STATED GOAL: Extract the text of each entry below exactly, leaving every image behind.

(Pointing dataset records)
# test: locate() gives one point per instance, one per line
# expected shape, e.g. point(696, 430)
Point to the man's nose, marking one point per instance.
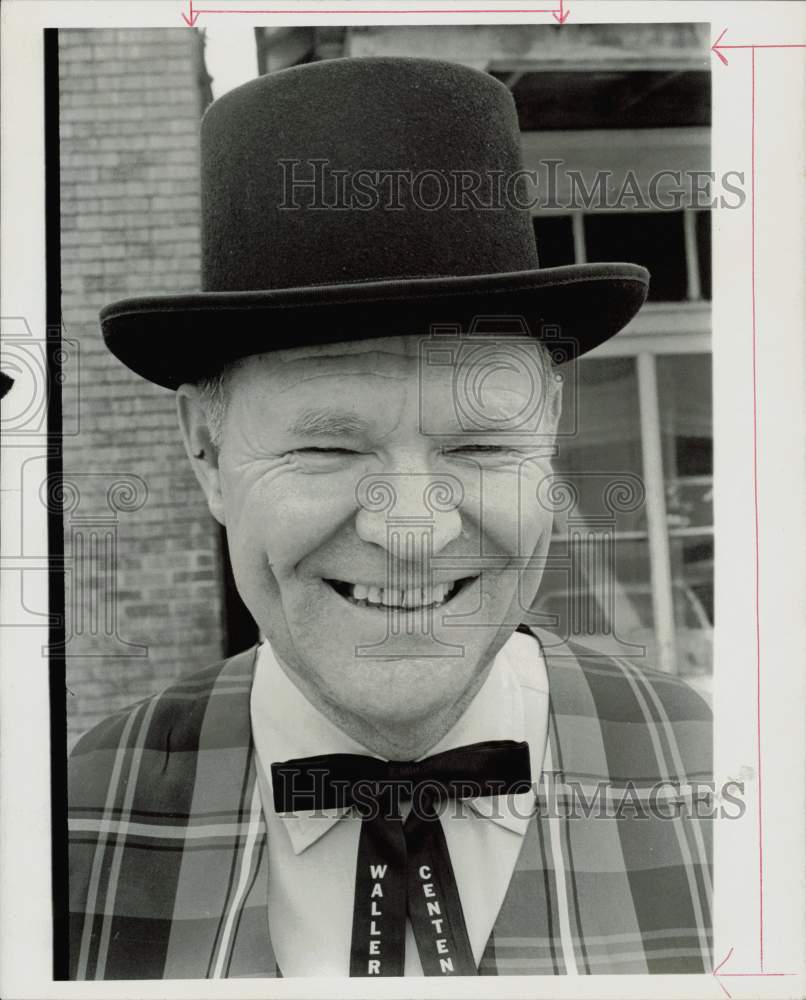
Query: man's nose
point(409, 513)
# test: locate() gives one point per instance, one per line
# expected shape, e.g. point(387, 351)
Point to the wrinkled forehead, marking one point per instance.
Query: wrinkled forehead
point(383, 357)
point(406, 361)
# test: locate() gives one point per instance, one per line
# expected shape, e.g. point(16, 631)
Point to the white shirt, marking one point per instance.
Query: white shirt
point(312, 859)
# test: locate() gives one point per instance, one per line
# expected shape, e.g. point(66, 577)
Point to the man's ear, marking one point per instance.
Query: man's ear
point(201, 450)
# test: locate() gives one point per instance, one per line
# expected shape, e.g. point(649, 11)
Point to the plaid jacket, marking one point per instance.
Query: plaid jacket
point(169, 873)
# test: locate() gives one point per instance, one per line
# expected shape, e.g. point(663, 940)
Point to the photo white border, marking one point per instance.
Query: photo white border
point(780, 235)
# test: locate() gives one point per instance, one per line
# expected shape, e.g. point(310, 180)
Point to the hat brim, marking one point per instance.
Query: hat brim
point(171, 339)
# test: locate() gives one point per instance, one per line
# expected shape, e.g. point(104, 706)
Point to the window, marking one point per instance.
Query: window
point(632, 575)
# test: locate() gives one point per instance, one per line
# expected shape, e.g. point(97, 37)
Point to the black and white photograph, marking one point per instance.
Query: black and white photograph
point(381, 503)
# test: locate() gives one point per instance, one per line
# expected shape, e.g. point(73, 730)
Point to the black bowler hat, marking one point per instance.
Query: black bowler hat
point(282, 269)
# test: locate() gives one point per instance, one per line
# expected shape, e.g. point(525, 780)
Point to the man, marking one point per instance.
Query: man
point(373, 791)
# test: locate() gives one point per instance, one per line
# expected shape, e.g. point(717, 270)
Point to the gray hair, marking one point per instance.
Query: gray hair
point(213, 398)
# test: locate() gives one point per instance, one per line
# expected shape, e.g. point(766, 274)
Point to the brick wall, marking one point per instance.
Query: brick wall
point(144, 597)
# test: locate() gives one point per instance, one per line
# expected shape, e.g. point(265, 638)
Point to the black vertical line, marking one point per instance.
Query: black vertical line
point(56, 659)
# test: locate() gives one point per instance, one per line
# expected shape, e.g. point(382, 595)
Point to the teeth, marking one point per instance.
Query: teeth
point(412, 597)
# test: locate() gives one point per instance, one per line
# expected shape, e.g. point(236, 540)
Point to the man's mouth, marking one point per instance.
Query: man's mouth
point(412, 599)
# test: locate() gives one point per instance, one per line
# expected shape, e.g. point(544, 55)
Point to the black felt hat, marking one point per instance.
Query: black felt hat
point(333, 208)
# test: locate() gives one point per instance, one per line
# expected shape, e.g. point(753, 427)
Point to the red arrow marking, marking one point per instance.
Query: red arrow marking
point(718, 49)
point(561, 15)
point(191, 17)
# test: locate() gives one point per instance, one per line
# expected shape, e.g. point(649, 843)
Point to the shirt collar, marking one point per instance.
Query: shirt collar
point(511, 704)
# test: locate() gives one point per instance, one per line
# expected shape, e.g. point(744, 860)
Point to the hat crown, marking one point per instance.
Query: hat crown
point(357, 170)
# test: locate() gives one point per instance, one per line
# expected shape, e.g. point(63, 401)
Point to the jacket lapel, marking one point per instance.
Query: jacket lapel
point(220, 922)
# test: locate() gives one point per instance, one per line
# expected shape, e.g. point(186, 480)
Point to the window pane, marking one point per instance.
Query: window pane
point(704, 252)
point(596, 589)
point(555, 240)
point(654, 239)
point(684, 396)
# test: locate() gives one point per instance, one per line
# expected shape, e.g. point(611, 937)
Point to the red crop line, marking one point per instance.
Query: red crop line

RESULT:
# test: locate() gives one point per instance, one per line
# expected shape, e.g. point(696, 430)
Point to the man's nose, marking one point per instance.
Query: man's nose
point(409, 513)
# test: locate() gives one point per instance, one per line
# expected shape, e.g. point(387, 351)
Point to the wrinkled forehead, marking one point per instance.
Query: wrinkled forehead
point(383, 357)
point(406, 361)
# test: locate() gives one point per instance, one per line
# expected shape, e.g. point(16, 631)
Point to the white shirt, marking one point per instance.
Query: white shirt
point(312, 859)
# test: locate() gives one point per instance, one per line
# expected shape, e.g. point(66, 577)
Point to the man's ear, marking one point per instance.
Query: man's ear
point(201, 450)
# test: locate() gives one point per instance, one per line
# expected shape, e.g. point(649, 11)
Point to the plaid jacket, marking one point per instance.
Query: plaid jacket
point(169, 873)
# test: locate() gives one point per instance, one per line
# expected shape, e.g. point(663, 940)
Point to the photo white border, marking one point per instance.
Query: photo white border
point(780, 235)
# test: locate() gives one point per instance, one per line
# expected shape, e.g. point(310, 180)
Point to the hat brim, marking one point per instance.
Query: hat brim
point(171, 339)
# test: locate() gives one point per instance, one per line
# expected shape, e.g. point(104, 706)
Point to the window, marking one point per instance.
Query: window
point(632, 575)
# test: locate() gives one point per instance, one per line
# expected shape, e.g. point(97, 37)
Point to the black and white photograph, marking one point per instance.
Query: black and white photograph
point(381, 503)
# test: locate() gives one point per instance, one per line
# expected shape, e.g. point(73, 730)
Point to the black bowler hat, marking one point per instance.
Query: black bowler hat
point(282, 269)
# test: locate() gives one point per instance, one per line
# expected shape, e.g. point(525, 780)
Point to the man, marking one point per instance.
Query: man
point(373, 791)
# test: locate() gives one point per instance, one per line
# expected shape, e.g. point(717, 270)
Point to the gray hair, marking one point per instance.
Query: gray hair
point(213, 398)
# test: locate() gives one point per instance, one per line
# expected shape, e.g. point(766, 274)
Point to the brick wall, marking one point per instance.
Query: brick wall
point(144, 597)
# test: locate() gives one point per instance, one per line
# expected shape, e.g. point(265, 638)
Point to the black vertical line, marking one point per instance.
Query: black vertical line
point(56, 659)
# test: locate() gives one point per instance, one per line
# expected shape, e.g. point(382, 595)
Point to the teeth, marking one point per instance.
Query: teeth
point(412, 597)
# test: locate() gives one point per instance, one per line
# expected shape, e.g. point(236, 540)
Point to the man's mouth, marking one point per instance.
Query: man's mouth
point(412, 599)
# test: locate() gives one point per instance, one per line
# expected shape, e.g. point(544, 55)
Point to the black felt hat, marking one point per instance.
Query: black felt hat
point(333, 208)
# test: locate() gives one point per instance, one per line
# expected shape, e.g. point(753, 427)
Point to the red arrow marking, marking one point per instance.
Query: red arrow marking
point(718, 49)
point(561, 15)
point(191, 17)
# test: locate() gives one point per instance, one per line
# expected shape, e.g. point(649, 843)
Point to the shirt collar, marking one point per instance.
Query: shirt collar
point(511, 704)
# test: locate() gives one point per instance, one per line
# expected shape, e.g. point(744, 860)
Point to the hat crown, marking one point per instance.
Query: hat crown
point(357, 170)
# test: locate() gives one point per instance, one per line
# expected shape, e.g. point(63, 401)
Point to the jacket lapel, marking one point per instance.
Query: jacket lapel
point(220, 922)
# test: locate() gives one point per instance, one per line
# expected shape, e.g. point(186, 480)
Point to the window pane, marking one point per instance.
Query: window pane
point(704, 252)
point(596, 589)
point(555, 240)
point(654, 239)
point(684, 396)
# test: locate() gives one point per instance, one per line
# expected shape, e.g. point(611, 937)
Point to the red crop line, marking one point per instance.
Query: red crop line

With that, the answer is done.